[Given passage Boundary: Start]
SYNOPSIS
Microscopy is usually done in a laboratory on carefully prepared very thin samples and achieves resolutions better than micrometers. Medical imaging, by contrast, is usually performed on sizeable portions of the living human body, and resolutions are rarely better than 1 millimeter.
Over the last decade, there has been great progress in applying optical microscopy techniques to the human body in a medical setting. This push has been led by optical coherence tomography, which is now in mainstream use in ophthalmology and is soon to gain acceptance in cardiology.
Optical coherence tomography is an optical analog of ultrasound – but it penetrates much less and resolves much more. In this talk, I will describe how it works, where it came from, what it can do, what limits it and where it might go. This talk takes wide aim: at those who wish to gain a non-technical introduction to the topic; at new researchers in the field; and there may even be a snippet or two for the OCT maestros!
BIO
Winthrop Professor Sampson is Director of the Centre for Microscopy, Characterisation & Analysis, a core facility of the University of Western Australia, and heads the Optical+Biomedical Engineering Laboratory (OBEL) in the School of Electrical, Electronic & Computer Engineering. He directs the Western Australian nodes of the Australian Microscopy & Microanalysis Research Facility and Australia’s National Imaging Facility, and the Western Australian State Government’s Centre for eMedicine. He leads the University’s Bioimaging Initiative aimed at increasing the uptake and quality of microscopic imaging and related technologies in medicine and the life sciences.
[Given passage Boundary: End]
[Information Boundary: Start]
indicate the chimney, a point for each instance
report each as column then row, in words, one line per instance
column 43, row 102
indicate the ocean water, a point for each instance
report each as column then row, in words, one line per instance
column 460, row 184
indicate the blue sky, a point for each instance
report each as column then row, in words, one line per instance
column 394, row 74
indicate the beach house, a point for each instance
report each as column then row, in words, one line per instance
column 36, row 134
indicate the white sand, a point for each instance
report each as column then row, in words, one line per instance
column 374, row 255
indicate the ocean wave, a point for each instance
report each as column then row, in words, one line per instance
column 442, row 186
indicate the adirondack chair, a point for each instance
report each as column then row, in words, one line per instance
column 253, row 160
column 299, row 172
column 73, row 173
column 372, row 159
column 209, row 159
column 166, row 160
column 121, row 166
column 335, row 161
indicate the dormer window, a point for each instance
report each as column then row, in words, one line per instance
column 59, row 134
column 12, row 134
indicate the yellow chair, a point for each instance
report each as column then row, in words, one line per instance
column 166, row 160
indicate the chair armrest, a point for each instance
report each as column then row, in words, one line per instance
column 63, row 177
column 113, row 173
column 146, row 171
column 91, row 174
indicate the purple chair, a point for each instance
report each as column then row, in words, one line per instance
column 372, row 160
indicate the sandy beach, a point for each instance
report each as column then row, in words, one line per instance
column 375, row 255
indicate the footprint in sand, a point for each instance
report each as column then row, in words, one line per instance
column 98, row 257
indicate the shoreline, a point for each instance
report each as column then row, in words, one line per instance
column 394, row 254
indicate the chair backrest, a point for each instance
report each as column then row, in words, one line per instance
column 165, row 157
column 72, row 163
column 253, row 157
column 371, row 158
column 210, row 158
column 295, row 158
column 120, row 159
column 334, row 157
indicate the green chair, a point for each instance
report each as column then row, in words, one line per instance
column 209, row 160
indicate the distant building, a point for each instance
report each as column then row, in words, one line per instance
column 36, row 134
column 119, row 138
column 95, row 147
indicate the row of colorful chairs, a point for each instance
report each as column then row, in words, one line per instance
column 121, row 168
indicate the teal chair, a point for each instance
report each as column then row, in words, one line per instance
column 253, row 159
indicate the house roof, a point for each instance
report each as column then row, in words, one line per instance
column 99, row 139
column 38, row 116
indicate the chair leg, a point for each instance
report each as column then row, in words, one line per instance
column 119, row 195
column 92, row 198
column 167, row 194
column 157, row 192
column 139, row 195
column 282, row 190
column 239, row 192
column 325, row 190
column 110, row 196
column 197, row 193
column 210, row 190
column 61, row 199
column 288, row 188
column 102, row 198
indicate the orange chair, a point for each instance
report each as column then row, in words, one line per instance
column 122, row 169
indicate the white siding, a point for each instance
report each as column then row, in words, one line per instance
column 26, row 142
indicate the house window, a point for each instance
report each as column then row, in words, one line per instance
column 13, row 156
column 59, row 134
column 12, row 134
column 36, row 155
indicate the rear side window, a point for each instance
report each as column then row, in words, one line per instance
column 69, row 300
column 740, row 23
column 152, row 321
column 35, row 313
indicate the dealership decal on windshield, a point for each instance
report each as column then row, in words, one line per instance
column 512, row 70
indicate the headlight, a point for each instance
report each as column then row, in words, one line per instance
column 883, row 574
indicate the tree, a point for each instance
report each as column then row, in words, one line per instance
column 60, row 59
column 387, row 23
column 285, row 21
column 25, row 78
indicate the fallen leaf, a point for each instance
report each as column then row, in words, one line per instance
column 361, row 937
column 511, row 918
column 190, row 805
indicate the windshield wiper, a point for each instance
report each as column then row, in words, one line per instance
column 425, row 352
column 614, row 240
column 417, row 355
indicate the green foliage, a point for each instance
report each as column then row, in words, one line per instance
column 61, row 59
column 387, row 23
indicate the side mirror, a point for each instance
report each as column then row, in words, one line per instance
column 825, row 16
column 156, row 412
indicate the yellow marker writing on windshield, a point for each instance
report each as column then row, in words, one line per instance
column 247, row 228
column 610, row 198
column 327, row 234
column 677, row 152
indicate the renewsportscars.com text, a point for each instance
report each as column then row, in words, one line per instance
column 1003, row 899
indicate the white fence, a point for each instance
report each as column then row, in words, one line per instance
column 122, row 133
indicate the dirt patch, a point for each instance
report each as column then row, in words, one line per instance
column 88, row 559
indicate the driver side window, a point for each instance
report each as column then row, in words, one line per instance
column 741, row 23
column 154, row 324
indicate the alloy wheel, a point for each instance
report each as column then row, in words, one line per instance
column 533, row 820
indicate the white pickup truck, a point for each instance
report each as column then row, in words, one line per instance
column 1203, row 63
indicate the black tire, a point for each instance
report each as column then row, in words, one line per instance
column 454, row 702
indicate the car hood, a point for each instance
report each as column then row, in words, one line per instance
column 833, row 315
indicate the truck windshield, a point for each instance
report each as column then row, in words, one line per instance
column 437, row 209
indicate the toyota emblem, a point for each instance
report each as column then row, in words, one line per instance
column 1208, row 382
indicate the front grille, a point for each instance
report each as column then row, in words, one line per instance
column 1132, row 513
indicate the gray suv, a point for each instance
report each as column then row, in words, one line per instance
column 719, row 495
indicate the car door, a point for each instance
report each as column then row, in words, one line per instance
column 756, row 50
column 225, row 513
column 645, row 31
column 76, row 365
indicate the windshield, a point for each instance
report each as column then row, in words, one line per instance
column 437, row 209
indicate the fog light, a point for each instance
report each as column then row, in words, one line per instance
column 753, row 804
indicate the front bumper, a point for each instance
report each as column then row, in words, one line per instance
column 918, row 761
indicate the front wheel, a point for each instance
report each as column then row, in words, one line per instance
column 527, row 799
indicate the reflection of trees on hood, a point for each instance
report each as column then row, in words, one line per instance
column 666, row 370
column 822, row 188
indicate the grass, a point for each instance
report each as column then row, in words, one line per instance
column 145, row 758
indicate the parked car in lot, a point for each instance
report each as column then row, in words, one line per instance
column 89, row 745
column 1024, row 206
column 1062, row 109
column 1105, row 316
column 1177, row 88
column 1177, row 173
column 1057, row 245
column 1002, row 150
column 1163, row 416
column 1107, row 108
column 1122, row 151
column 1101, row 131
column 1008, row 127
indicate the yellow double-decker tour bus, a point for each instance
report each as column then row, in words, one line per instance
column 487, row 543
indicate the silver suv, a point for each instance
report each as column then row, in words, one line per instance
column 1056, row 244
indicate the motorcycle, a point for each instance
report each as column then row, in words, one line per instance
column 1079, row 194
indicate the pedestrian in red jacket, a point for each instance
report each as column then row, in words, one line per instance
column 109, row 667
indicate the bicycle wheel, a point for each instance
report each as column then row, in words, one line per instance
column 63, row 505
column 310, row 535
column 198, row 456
[Information Boundary: End]
## What you will do
1. According to the talk description, in which medical field is optical coherence tomography now in mainstream use?
2. Write out the part of the talk description that begins at the words "Optical coherence tomography is" and stops after "the OCT maestros!".
The listing has no connection to the talk description.

## Numbered responses
1. Ophthalmology.

2.
Optical coherence tomography is an optical analog of ultrasound – but it penetrates much less and resolves much more. In this talk, I will describe how it works, where it came from, what it can do, what limits it and where it might go. This talk takes wide aim: at those who wish to gain a non-technical introduction to the topic; at new researchers in the field; and there may even be a snippet or two for the OCT maestros!